* **Problem statement**
Format the listing below as a Markdown table with the columns "No." and "Line", one row per line with blank lines omitted. Begin at the start of the listing, stop after the line that contains "179 212 L 177", and leave the pictures out.

Rows start

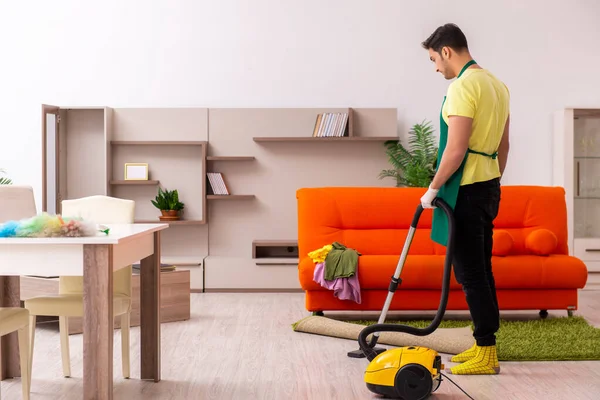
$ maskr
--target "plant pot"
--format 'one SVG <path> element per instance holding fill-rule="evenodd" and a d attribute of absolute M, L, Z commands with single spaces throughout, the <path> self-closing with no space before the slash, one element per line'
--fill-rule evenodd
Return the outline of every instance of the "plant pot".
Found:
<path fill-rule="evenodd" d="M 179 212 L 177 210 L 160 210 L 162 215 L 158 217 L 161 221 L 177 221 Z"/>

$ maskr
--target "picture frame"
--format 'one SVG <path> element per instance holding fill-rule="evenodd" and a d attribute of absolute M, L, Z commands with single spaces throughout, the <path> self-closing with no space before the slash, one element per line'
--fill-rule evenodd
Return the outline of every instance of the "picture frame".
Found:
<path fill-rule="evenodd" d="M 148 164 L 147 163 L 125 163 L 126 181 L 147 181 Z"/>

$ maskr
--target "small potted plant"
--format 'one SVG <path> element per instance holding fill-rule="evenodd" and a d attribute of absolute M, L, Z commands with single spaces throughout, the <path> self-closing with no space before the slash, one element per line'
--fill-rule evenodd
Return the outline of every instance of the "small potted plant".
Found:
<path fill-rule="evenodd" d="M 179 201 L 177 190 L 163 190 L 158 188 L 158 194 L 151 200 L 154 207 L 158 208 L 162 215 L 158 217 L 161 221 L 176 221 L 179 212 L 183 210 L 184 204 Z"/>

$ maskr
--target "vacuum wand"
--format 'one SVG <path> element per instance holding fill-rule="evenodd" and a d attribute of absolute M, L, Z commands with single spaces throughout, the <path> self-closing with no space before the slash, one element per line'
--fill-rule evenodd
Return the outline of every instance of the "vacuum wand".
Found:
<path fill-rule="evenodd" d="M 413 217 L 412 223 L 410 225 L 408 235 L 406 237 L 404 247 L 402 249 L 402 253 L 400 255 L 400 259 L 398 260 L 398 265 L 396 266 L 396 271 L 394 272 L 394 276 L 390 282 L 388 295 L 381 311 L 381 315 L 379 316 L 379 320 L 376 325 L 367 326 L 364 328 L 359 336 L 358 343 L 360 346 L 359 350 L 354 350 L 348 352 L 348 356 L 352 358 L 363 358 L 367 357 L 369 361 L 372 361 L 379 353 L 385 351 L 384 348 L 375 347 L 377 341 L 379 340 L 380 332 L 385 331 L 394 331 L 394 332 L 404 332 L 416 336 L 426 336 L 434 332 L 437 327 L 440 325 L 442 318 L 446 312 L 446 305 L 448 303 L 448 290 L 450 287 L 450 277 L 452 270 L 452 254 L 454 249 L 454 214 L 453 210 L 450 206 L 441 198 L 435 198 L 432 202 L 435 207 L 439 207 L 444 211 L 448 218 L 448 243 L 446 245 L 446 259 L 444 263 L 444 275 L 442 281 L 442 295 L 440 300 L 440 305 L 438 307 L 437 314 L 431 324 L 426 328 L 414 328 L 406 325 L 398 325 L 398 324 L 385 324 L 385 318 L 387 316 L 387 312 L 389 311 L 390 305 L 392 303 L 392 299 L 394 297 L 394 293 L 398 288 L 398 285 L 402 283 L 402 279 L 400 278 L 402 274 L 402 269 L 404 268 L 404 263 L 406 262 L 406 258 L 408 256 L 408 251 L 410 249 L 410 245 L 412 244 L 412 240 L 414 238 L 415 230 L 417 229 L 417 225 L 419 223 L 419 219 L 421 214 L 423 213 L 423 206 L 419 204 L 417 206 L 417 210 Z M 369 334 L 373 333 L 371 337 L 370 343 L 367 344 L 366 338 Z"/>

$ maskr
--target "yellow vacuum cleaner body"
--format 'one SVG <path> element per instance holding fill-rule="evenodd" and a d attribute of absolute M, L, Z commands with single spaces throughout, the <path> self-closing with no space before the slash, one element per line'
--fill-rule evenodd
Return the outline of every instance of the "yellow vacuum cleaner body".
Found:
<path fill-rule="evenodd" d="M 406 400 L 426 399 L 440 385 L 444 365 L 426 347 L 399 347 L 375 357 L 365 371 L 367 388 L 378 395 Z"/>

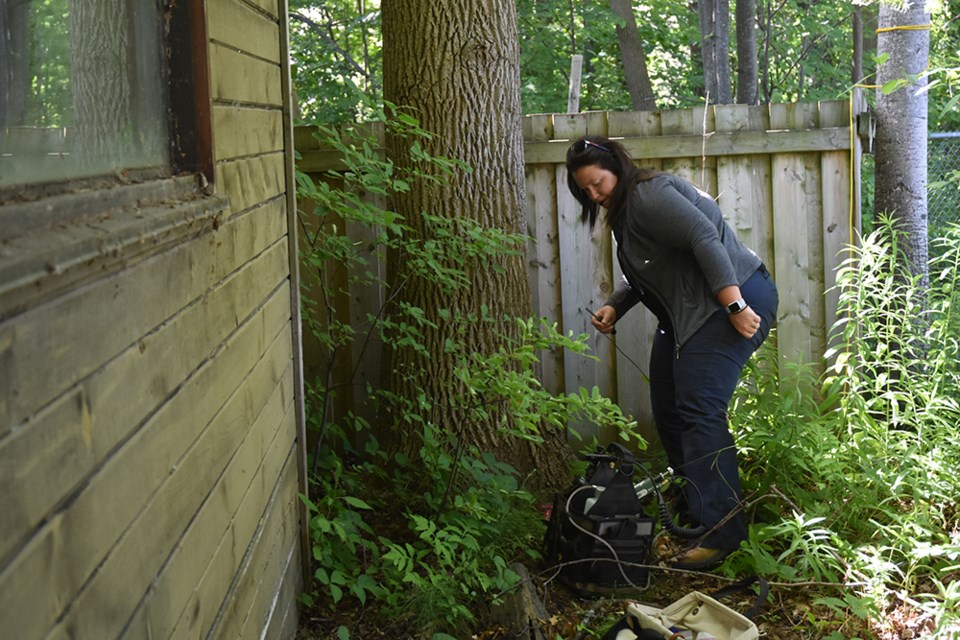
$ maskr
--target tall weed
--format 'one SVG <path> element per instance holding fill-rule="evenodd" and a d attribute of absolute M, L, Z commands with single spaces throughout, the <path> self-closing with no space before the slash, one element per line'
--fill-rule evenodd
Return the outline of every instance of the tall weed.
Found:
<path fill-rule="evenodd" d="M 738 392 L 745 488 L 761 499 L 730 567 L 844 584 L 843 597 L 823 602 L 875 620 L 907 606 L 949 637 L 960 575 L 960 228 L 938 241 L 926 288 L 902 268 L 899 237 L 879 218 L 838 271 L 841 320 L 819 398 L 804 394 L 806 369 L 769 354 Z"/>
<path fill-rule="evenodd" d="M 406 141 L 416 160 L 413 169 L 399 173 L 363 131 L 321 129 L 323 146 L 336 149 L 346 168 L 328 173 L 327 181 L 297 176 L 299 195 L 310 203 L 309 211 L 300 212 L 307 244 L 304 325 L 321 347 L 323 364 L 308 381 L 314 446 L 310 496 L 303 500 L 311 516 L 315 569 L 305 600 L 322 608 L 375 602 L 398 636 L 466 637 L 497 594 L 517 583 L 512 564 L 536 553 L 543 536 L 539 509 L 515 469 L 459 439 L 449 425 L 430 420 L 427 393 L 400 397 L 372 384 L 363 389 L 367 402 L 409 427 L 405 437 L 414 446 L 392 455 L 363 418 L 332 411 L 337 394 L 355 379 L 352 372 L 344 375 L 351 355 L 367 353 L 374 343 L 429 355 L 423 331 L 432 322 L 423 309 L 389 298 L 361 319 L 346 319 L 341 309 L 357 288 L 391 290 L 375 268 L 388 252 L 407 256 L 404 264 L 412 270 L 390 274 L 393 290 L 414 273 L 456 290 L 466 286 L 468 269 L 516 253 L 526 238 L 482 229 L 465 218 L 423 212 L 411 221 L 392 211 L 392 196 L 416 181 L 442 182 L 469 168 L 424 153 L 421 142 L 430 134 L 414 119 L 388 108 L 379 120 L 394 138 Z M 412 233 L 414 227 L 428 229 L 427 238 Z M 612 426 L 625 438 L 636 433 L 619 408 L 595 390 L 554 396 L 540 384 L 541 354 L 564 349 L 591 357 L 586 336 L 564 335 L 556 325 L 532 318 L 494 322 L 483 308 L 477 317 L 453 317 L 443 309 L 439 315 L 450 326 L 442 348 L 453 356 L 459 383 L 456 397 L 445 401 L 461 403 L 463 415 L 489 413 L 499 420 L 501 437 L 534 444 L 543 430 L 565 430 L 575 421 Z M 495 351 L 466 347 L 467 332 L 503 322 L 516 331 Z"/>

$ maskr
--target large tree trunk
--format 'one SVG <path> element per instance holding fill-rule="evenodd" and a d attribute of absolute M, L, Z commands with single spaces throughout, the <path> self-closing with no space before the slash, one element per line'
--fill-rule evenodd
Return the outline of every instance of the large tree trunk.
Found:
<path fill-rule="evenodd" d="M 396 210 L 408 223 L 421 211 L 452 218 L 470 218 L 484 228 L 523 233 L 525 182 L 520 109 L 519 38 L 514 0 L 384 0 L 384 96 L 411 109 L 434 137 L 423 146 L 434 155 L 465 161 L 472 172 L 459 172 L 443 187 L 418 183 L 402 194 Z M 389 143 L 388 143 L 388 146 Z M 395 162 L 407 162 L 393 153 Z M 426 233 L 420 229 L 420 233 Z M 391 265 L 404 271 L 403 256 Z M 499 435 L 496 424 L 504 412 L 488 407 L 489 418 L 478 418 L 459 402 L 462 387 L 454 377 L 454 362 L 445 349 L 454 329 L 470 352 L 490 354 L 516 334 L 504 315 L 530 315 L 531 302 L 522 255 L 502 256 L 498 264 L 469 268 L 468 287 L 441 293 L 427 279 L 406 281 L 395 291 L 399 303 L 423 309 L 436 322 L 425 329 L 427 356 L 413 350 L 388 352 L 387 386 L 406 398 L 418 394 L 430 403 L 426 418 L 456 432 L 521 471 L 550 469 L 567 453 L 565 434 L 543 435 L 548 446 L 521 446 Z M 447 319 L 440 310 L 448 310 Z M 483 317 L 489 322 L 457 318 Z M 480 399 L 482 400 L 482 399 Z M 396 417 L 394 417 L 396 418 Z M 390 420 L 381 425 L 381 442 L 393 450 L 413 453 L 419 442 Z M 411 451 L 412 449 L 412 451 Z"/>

Rows end

* **Exercise output**
| No. | Line |
|---|---|
| 1 | $ maskr |
| 2 | --target "plant pot" |
| 3 | --format 'one SVG <path> element per instance holding fill-rule="evenodd" and a d attribute of absolute M, L, Z commands with single spaces throughout, the <path> self-closing with no space before the slash, one element per line' |
| 4 | --fill-rule evenodd |
| 5 | Return the outline of every instance of the "plant pot". |
| 6 | Found: |
| 7 | <path fill-rule="evenodd" d="M 179 212 L 177 210 L 160 210 L 162 215 L 158 217 L 161 221 L 177 221 Z"/> |